→ **DOCUMENT**:
*****
Yeah, that issue. Would be good to give us the option so if we want it displayed incorrectly so it will look correct on youtube, quicktime, fcp, and mobiles instead of broadcast, then we can choose to
It occured to me last night that one thing that might be misapprehended by many users of Premiere, is how the math works in Premiere. Something you may not know or consider, that is crucial.
All computations concerning image data within Premiere are performed in 32 bit float.
What does that mean? Or perhaps, what are the full implications of working within that 32-bit float math? (And this is why nearly all other color/tonal tools are in the Obsolete bin ... their math ain't good.)
For an example, let's take a numerical data range of zero to one thousand. 0-1,000. All as whole integers, no fractions.
Now 'shrink' that to a range of zero to one hundred. You lose a LOT of data, right?
Well ... no, not if you use the glories of fractional mathematics. When using a proper mathematical calculation to accomplish the change, while 500 does become 50, 499 doesn't become rounded to either 49 or probably fifty ... it becomes 49.9.
You keep every one of your individual data points, just in a smaller 'range'. There is no "lost" data.
And by so doing, you can even do all sorts of mathematical operations to the data and then mathematically expand back to a range of 0-1,000 ... with all computations working out exactly as if you'd stayed in the wider range to begin with.
So when is the data lost?
Only when having to return to a 'whole integer' type of math. Which in this case, using a Rec.709 timeline, means going to the monitor display, properly set to 100 nits, and when exporting a 'new' file.
While working the image data on the timeline through the Lumetri color controls, you are working with the fractional math. Not the after-export 'whole integer' data.
So the changes are computer as applied to the full data, simply ... mathematically ... using a smaller outside range. For both dynamic range and color.
And yes, the various mathematical models that can be used will 'look' a bit different. For example, in Resolve, you can apply transforms from a wide gamut to Rec.709 through various processes, transforms, LUTs, etc. ... and all of them will get all your data through.
However, they do not exactly look the same. Which is why colorists will have their preferences for how to do the math based on which feels easier for them to work the controls upon. Are any "wrong"? No ... not if they are built properly to keep all the data. They just use different methods in the scaling of the data. Which results in a different 'look' to the displayed image.
*****
→ **MATERIAL SHOWN**:
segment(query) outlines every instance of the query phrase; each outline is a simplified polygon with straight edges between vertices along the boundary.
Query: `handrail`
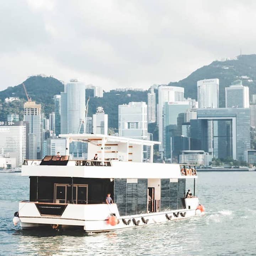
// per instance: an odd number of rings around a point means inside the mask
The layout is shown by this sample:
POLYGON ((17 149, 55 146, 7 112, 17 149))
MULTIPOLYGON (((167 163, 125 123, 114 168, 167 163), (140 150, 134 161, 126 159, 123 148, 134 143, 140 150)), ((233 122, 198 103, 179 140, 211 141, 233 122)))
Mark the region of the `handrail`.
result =
MULTIPOLYGON (((23 165, 39 165, 36 164, 37 163, 41 163, 43 160, 41 159, 25 159, 23 162, 23 165)), ((46 160, 45 162, 47 162, 48 160, 46 160)), ((46 164, 46 165, 59 165, 57 164, 58 162, 61 162, 62 161, 58 161, 54 160, 54 164, 52 164, 52 161, 49 161, 49 164, 46 164), (55 163, 56 164, 55 164, 55 163)), ((67 164, 69 162, 74 163, 75 166, 112 166, 112 162, 110 160, 105 160, 104 161, 100 160, 89 160, 85 159, 73 159, 72 160, 67 160, 66 164, 65 165, 66 166, 69 166, 70 165, 67 164)))

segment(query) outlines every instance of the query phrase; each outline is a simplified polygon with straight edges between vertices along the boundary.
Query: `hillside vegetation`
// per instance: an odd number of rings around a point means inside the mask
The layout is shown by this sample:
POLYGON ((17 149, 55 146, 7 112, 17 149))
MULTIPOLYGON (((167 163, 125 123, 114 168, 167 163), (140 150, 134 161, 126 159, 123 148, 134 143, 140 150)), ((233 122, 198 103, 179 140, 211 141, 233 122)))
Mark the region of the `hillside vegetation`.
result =
POLYGON ((211 78, 219 79, 220 107, 225 106, 225 87, 235 80, 242 80, 243 85, 249 87, 250 95, 256 94, 256 54, 240 55, 236 59, 214 61, 197 70, 185 79, 170 82, 168 85, 184 87, 186 97, 196 99, 197 82, 211 78), (246 77, 248 78, 242 78, 246 77))
MULTIPOLYGON (((225 87, 234 81, 241 79, 243 84, 250 88, 250 95, 256 94, 256 55, 241 55, 236 59, 225 61, 214 61, 196 70, 187 78, 169 85, 185 88, 185 96, 197 98, 197 82, 204 79, 219 78, 220 80, 219 101, 220 107, 225 107, 225 87)), ((42 104, 42 111, 47 117, 53 111, 53 96, 64 91, 60 81, 53 77, 31 76, 24 82, 30 97, 37 103, 42 104)), ((149 87, 150 85, 149 85, 149 87)), ((104 88, 104 86, 103 86, 104 88)), ((157 91, 156 91, 157 92, 157 91)), ((147 102, 147 91, 128 91, 123 92, 112 90, 105 92, 103 98, 91 97, 89 116, 92 116, 98 106, 102 106, 108 115, 108 126, 118 127, 118 106, 130 101, 147 102), (128 95, 130 95, 130 96, 128 95)), ((157 93, 156 93, 157 102, 157 93)), ((18 113, 22 119, 23 105, 26 97, 22 84, 0 92, 0 120, 5 120, 9 113, 18 113), (18 97, 20 102, 5 103, 4 99, 18 97)), ((155 128, 152 127, 154 131, 155 128)))

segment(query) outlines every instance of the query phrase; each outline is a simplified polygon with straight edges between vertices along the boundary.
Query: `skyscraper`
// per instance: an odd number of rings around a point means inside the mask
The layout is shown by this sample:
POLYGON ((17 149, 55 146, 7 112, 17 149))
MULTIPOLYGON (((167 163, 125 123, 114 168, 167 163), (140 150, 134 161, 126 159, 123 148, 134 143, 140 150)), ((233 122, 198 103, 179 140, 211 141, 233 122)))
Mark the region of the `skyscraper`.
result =
POLYGON ((87 117, 86 119, 85 133, 91 133, 92 132, 92 118, 90 117, 87 117))
POLYGON ((256 128, 256 105, 250 105, 250 109, 251 126, 255 129, 256 128))
POLYGON ((92 115, 92 132, 107 135, 107 130, 108 115, 105 114, 102 107, 98 107, 96 113, 92 115))
POLYGON ((22 122, 0 127, 0 150, 15 157, 17 165, 26 158, 27 132, 26 124, 22 122))
POLYGON ((212 120, 213 148, 212 157, 231 157, 234 159, 243 160, 245 151, 250 149, 251 147, 249 108, 199 109, 197 118, 197 120, 191 121, 201 121, 201 130, 198 129, 193 130, 192 122, 191 132, 192 137, 194 133, 204 144, 201 149, 208 151, 205 148, 207 147, 205 137, 209 136, 208 126, 209 120, 212 120))
POLYGON ((197 81, 197 101, 199 108, 219 107, 218 78, 197 81))
POLYGON ((119 105, 119 136, 147 139, 147 112, 145 102, 130 102, 128 105, 119 105))
POLYGON ((249 108, 249 87, 243 86, 241 80, 225 88, 226 107, 249 108))
POLYGON ((37 159, 37 136, 34 133, 28 134, 28 159, 37 159))
POLYGON ((148 122, 155 123, 156 121, 155 94, 153 88, 148 94, 148 122))
POLYGON ((18 122, 19 116, 16 114, 11 114, 7 115, 7 121, 8 122, 18 122))
POLYGON ((75 79, 65 85, 61 95, 61 132, 78 133, 85 108, 86 86, 75 79))
POLYGON ((61 96, 55 95, 53 96, 55 113, 55 133, 58 136, 60 133, 61 96))
POLYGON ((172 150, 171 139, 174 136, 181 135, 182 124, 185 122, 185 112, 189 108, 188 101, 165 103, 163 108, 162 134, 164 158, 168 156, 170 158, 172 155, 170 152, 170 150, 172 150))
POLYGON ((47 139, 47 154, 55 155, 59 152, 61 155, 66 154, 66 139, 65 138, 59 138, 53 137, 47 139))
POLYGON ((55 134, 55 113, 52 112, 49 114, 49 130, 53 134, 55 134))
POLYGON ((24 121, 29 124, 29 133, 36 136, 37 157, 39 158, 41 150, 41 104, 35 101, 27 101, 24 105, 24 121))
MULTIPOLYGON (((159 140, 162 143, 162 109, 166 102, 175 102, 184 100, 184 88, 183 87, 161 86, 158 87, 158 119, 159 140)), ((163 150, 162 144, 159 145, 159 151, 163 150)))

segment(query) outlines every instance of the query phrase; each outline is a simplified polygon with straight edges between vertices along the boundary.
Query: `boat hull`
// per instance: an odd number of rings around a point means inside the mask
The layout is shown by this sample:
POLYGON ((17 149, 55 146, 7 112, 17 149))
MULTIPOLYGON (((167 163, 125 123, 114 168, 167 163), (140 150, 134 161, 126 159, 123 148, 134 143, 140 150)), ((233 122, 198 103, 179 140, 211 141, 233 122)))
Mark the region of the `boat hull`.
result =
POLYGON ((53 228, 77 226, 87 233, 106 232, 181 220, 201 214, 200 210, 197 209, 199 204, 197 198, 186 199, 185 202, 186 208, 183 209, 126 216, 119 215, 115 204, 68 204, 61 215, 53 215, 41 214, 37 207, 38 203, 21 202, 19 218, 22 229, 46 225, 53 228), (108 219, 113 215, 117 223, 112 225, 108 219))

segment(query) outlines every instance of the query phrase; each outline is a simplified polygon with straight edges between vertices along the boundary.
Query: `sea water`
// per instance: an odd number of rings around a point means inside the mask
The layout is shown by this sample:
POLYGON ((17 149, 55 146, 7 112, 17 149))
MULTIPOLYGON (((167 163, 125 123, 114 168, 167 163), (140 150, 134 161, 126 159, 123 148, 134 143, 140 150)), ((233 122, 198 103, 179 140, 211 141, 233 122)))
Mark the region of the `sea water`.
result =
POLYGON ((29 178, 0 174, 0 255, 255 255, 256 172, 198 173, 205 214, 100 234, 22 230, 12 223, 29 178))

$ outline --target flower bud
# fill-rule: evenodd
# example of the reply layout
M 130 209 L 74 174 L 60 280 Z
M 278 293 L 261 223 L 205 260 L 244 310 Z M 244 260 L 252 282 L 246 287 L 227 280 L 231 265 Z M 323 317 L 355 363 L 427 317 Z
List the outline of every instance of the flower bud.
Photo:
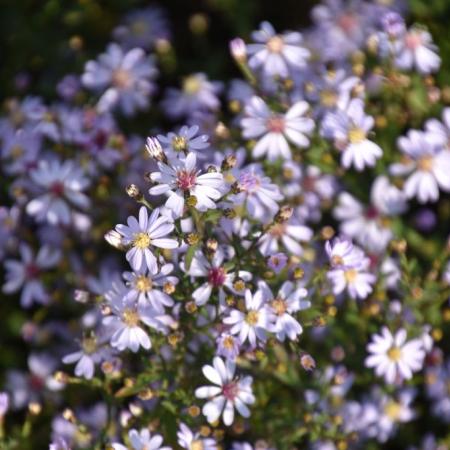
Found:
M 162 149 L 158 139 L 154 137 L 147 138 L 147 144 L 145 148 L 147 149 L 148 154 L 156 161 L 164 163 L 167 162 L 167 156 L 164 153 L 164 150 Z
M 247 47 L 241 38 L 235 38 L 230 41 L 230 53 L 239 64 L 247 61 Z

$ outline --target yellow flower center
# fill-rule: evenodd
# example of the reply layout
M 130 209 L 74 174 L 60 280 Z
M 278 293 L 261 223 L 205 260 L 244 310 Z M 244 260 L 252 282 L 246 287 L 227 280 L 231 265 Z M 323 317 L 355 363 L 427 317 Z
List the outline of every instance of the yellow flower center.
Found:
M 251 326 L 256 325 L 258 323 L 258 319 L 259 319 L 258 311 L 249 311 L 247 313 L 247 316 L 245 317 L 245 321 Z
M 276 298 L 270 302 L 270 306 L 275 310 L 278 316 L 282 316 L 287 310 L 286 301 L 282 298 Z
M 201 82 L 195 75 L 186 77 L 183 81 L 183 91 L 186 92 L 186 94 L 196 94 L 201 87 Z
M 333 92 L 331 89 L 324 89 L 320 93 L 320 103 L 327 108 L 335 106 L 337 103 L 336 92 Z
M 280 36 L 274 36 L 271 37 L 267 41 L 267 48 L 269 49 L 269 52 L 272 53 L 281 53 L 284 47 L 283 39 Z
M 147 233 L 136 233 L 134 235 L 133 247 L 140 249 L 148 248 L 151 241 L 152 240 Z
M 223 340 L 223 346 L 227 349 L 227 350 L 231 350 L 234 347 L 234 338 L 232 336 L 227 336 L 224 340 Z
M 139 323 L 139 314 L 135 309 L 125 308 L 122 313 L 122 320 L 126 326 L 135 327 Z
M 331 257 L 331 265 L 332 266 L 342 266 L 344 264 L 344 258 L 339 255 L 333 255 Z
M 351 144 L 359 144 L 366 139 L 366 132 L 359 127 L 351 128 L 348 132 L 348 140 Z
M 356 280 L 356 277 L 358 276 L 358 271 L 355 269 L 350 269 L 345 271 L 345 281 L 347 283 L 353 283 Z
M 203 442 L 200 440 L 191 442 L 191 450 L 203 450 Z
M 399 347 L 394 346 L 388 350 L 388 357 L 391 361 L 400 361 L 400 358 L 402 357 L 402 350 Z
M 128 70 L 117 69 L 112 75 L 112 84 L 120 89 L 125 89 L 131 84 L 131 74 Z
M 187 148 L 186 138 L 183 136 L 175 136 L 172 139 L 172 147 L 176 152 L 183 152 Z
M 95 337 L 85 337 L 81 346 L 85 353 L 91 355 L 97 349 L 97 339 Z
M 424 172 L 430 172 L 433 168 L 433 157 L 432 156 L 424 156 L 420 158 L 417 167 Z
M 384 408 L 384 412 L 391 420 L 398 420 L 402 412 L 402 405 L 400 403 L 391 401 Z
M 134 285 L 140 292 L 148 292 L 153 287 L 152 279 L 146 277 L 145 275 L 139 275 L 138 277 L 136 277 Z

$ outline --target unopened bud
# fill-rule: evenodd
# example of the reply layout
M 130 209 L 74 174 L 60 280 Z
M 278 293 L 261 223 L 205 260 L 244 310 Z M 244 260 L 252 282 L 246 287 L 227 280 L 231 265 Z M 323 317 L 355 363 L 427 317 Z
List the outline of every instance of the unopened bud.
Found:
M 294 212 L 294 209 L 292 206 L 284 205 L 280 208 L 280 210 L 277 212 L 277 215 L 275 216 L 275 222 L 283 223 L 287 222 L 291 217 L 292 213 Z
M 30 411 L 30 414 L 33 414 L 33 416 L 37 416 L 42 411 L 42 406 L 38 402 L 30 402 L 28 404 L 28 411 Z
M 135 184 L 129 184 L 125 190 L 130 198 L 138 199 L 139 197 L 142 197 L 140 189 Z
M 198 233 L 189 233 L 184 238 L 184 242 L 186 242 L 186 244 L 188 244 L 188 245 L 198 244 L 199 241 L 200 241 L 200 235 Z
M 237 158 L 235 155 L 228 155 L 223 161 L 222 161 L 222 170 L 230 170 L 232 169 L 237 163 Z
M 186 205 L 194 207 L 197 205 L 197 197 L 195 195 L 191 195 L 186 200 Z
M 235 38 L 230 41 L 230 53 L 239 64 L 247 60 L 247 47 L 241 38 Z
M 215 253 L 217 251 L 217 248 L 219 247 L 219 243 L 216 239 L 210 238 L 206 241 L 206 248 L 211 253 Z
M 156 161 L 160 161 L 163 163 L 167 162 L 167 156 L 164 153 L 164 150 L 162 149 L 158 139 L 156 139 L 155 137 L 147 138 L 147 144 L 145 148 L 147 149 L 148 154 Z
M 112 245 L 118 250 L 124 249 L 124 246 L 122 244 L 122 236 L 115 230 L 108 231 L 105 234 L 105 240 L 109 245 Z
M 89 301 L 89 292 L 82 289 L 75 289 L 73 299 L 78 303 L 87 303 Z

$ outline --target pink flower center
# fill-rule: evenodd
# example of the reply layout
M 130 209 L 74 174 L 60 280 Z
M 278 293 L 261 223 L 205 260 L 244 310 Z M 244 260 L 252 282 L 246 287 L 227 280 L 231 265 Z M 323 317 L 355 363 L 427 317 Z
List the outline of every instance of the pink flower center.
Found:
M 180 170 L 177 172 L 177 185 L 183 191 L 188 191 L 195 186 L 197 174 L 194 171 Z
M 284 131 L 284 118 L 273 116 L 267 120 L 266 126 L 272 133 L 282 133 Z
M 422 37 L 419 33 L 408 33 L 405 38 L 405 45 L 411 50 L 415 50 L 422 45 Z
M 55 197 L 62 197 L 64 195 L 64 184 L 61 183 L 61 181 L 55 181 L 51 186 L 50 186 L 50 192 L 55 196 Z
M 353 14 L 343 14 L 338 23 L 344 32 L 351 33 L 357 27 L 358 20 Z
M 225 384 L 222 387 L 222 394 L 227 400 L 233 401 L 239 394 L 239 387 L 235 381 Z
M 27 274 L 27 278 L 37 278 L 40 270 L 36 264 L 31 263 L 26 266 L 25 272 Z
M 375 206 L 369 206 L 366 209 L 366 217 L 368 219 L 376 219 L 378 217 L 378 210 Z
M 208 283 L 214 287 L 220 287 L 225 283 L 225 269 L 223 267 L 213 267 L 208 272 Z
M 258 190 L 261 180 L 254 172 L 243 172 L 239 177 L 239 186 L 243 191 L 252 193 Z

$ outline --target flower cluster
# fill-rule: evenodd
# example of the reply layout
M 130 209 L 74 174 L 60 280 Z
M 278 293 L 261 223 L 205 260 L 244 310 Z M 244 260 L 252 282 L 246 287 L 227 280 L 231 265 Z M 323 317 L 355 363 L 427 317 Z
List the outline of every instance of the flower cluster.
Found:
M 180 87 L 134 10 L 8 99 L 2 449 L 448 448 L 450 96 L 403 3 L 262 22 Z

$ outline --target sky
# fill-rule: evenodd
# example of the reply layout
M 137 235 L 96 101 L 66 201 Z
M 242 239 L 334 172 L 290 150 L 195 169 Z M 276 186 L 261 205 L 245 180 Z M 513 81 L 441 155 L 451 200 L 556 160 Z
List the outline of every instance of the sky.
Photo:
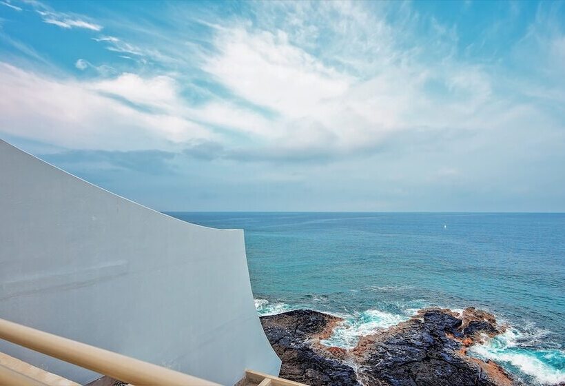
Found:
M 565 211 L 565 2 L 0 0 L 0 138 L 161 211 Z

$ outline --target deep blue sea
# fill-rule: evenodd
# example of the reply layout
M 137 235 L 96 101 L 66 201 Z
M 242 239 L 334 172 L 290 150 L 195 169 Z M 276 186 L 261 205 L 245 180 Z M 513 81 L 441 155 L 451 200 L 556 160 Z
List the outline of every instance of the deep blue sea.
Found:
M 326 342 L 475 306 L 508 323 L 475 346 L 528 384 L 565 382 L 565 214 L 169 213 L 240 228 L 260 314 L 309 308 L 347 321 Z

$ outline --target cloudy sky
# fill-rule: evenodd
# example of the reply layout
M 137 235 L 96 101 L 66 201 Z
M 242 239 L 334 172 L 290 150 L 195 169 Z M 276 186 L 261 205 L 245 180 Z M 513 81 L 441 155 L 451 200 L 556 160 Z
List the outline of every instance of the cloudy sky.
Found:
M 565 2 L 1 0 L 0 138 L 159 210 L 565 211 Z

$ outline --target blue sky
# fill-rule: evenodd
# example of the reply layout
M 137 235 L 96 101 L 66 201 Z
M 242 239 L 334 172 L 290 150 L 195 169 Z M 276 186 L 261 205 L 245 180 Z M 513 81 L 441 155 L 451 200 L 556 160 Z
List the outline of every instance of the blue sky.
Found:
M 159 210 L 565 211 L 565 2 L 1 0 L 0 95 Z

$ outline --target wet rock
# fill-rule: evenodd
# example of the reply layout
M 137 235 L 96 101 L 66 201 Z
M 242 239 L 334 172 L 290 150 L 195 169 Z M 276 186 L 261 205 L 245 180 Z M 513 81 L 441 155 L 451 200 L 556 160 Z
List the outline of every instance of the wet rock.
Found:
M 280 376 L 311 386 L 358 385 L 352 367 L 316 348 L 341 321 L 305 309 L 262 317 L 267 337 L 282 360 Z
M 282 360 L 282 377 L 313 386 L 514 386 L 492 361 L 466 355 L 466 347 L 504 331 L 494 316 L 473 307 L 420 310 L 411 319 L 362 337 L 345 350 L 320 344 L 342 320 L 309 310 L 261 318 Z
*****
→ **JOBS**:
• a. According to the post about Premiere's math, what precision does Premiere use for all computations on image data?
• b. Transcribe everything in the post about Premiere's math from "And by so doing, you" down to "after-export 'whole integer' data.".
• c. Pick up the post about Premiere's 32-bit float math after its last sentence and continue it.

→ **RESULTS OF THE EXERCISE**:
• a. Premiere performs all computations on image data in 32-bit float.

• b.
And by so doing, you can even do all sorts of mathematical operations to the data and then mathematically expand back to a range of 0-1,000 ... with all computations working out exactly as if you'd stayed in the wider range to begin with.
So when is the data lost?
Only when having to return to a 'whole integer' type of math. Which in this case, using a Rec.709 timeline, means going to the monitor display, properly set to 100 nits, and when exporting a 'new' file.
While working the image data on the timeline through the Lumetri color controls, you are working with the fractional math. Not the after-export 'whole integer' data.

• c.
In Premiere, you can apply a correctly built transform LUT in the Interpret Footage Input LUT slot, and a LUT for the same purpose from a camera manufacturer, and get a slightly to notably different look to the image. But both still have all the data included due to the calculations being in 32-bit float.
Or use the transforms that the Premiere color devs have built, and get another slightly different look, but again ... with all the original data as part of the calculations.
And when you then work the Lumetri controls on the data, it still works with the original data. Not with truncated "whole integer" data.
The program must compute the results of that work out to 'whole integer' math to send to the monitor, of course. And for exporting to an SDR/Rec.709 file.
But the calculations for the transforms, however applied, and for all work done within Lumetri, are done with 32-bit float 'referencing' the original data.
Would love to have some Cine-EI (Sony) based controls or have it read the metadata and offset the lut by the intended exposure. I often shoot at 800 or 1000 base ISO and then it comes in over exposed in this new workflow. As it is is now it becomes hard to accurately bring down the exposure and I had to revert to my old methods.
OK, give full details as to your camera & media format, and the process you are currently using in Premiere.
With that I can sort through what other options might work better for you. And they have several Sony log options available of course.
They've added more user options in the last month, are you aware of those, and have you tried them?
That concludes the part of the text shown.